**Work to complete**
Pick out each row below that contains the string "leaf" and copy it in full. Only matches with the same uppercase and lowercase letters count.

**Extracted data**
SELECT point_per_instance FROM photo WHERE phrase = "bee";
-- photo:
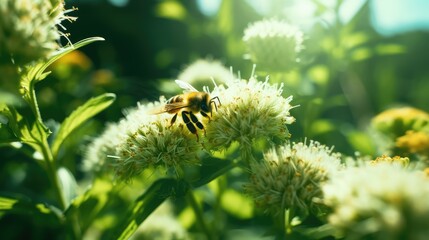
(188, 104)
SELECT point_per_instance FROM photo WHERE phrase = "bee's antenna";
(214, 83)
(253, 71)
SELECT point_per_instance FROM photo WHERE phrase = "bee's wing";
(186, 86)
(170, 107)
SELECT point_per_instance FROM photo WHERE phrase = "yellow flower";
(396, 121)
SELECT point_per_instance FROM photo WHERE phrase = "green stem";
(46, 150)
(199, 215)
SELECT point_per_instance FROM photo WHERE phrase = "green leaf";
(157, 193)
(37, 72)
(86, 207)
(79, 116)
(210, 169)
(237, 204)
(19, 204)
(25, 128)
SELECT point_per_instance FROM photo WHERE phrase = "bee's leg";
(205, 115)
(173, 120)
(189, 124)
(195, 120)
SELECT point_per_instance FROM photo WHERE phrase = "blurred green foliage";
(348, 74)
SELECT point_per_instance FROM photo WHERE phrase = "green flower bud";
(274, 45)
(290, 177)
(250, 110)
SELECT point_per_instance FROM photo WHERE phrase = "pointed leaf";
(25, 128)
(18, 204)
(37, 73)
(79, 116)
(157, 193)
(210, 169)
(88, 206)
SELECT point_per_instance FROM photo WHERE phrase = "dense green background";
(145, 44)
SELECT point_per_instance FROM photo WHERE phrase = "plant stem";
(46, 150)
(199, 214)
--
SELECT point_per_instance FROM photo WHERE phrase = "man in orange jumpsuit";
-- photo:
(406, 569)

**Exercise output**
SELECT point_per_instance FROM photo WHERE phrase = "green leaf";
SELECT point_per_instance FROM photo WHERE phrase = "pointed leaf";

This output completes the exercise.